Task item: Please restate the entries verbatim. The copy should hold no pictures.

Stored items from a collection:
:::

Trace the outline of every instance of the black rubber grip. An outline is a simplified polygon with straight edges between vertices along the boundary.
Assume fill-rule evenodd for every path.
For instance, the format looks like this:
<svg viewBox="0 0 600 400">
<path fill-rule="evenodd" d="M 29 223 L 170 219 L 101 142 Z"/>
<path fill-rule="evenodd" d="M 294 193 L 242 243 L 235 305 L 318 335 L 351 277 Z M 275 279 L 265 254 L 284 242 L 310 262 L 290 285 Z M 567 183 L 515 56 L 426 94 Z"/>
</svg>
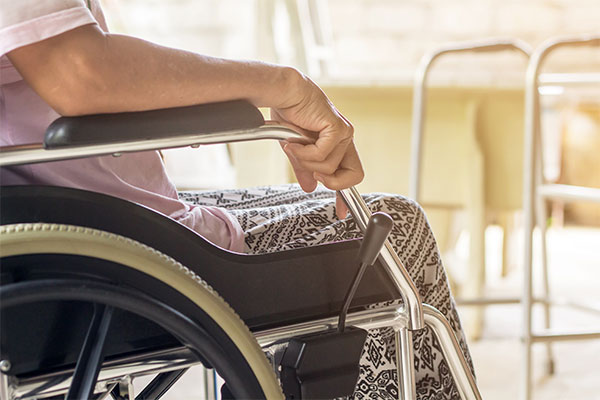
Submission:
<svg viewBox="0 0 600 400">
<path fill-rule="evenodd" d="M 61 117 L 46 130 L 47 149 L 254 129 L 265 123 L 244 100 L 161 110 Z"/>
<path fill-rule="evenodd" d="M 384 212 L 379 211 L 371 216 L 358 254 L 361 263 L 367 265 L 375 263 L 393 226 L 394 220 Z"/>
</svg>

:::

Response area:
Trace the outline of every instance of the black rubber grip. An outline is a simplified polygon with straight edges between vertices along the boundary.
Assume fill-rule evenodd for every path.
For instance, the format looks like this:
<svg viewBox="0 0 600 400">
<path fill-rule="evenodd" d="M 29 223 L 170 219 L 101 142 Z"/>
<path fill-rule="evenodd" d="M 294 193 L 242 243 L 235 305 L 318 335 L 351 277 Z M 275 279 L 265 254 L 284 242 L 310 262 L 290 285 Z M 567 183 L 515 56 L 426 94 Z"/>
</svg>
Submission:
<svg viewBox="0 0 600 400">
<path fill-rule="evenodd" d="M 61 117 L 46 130 L 47 149 L 254 129 L 265 123 L 244 100 L 161 110 Z"/>
<path fill-rule="evenodd" d="M 384 212 L 379 211 L 371 216 L 358 254 L 361 263 L 367 265 L 375 263 L 393 226 L 394 220 Z"/>
</svg>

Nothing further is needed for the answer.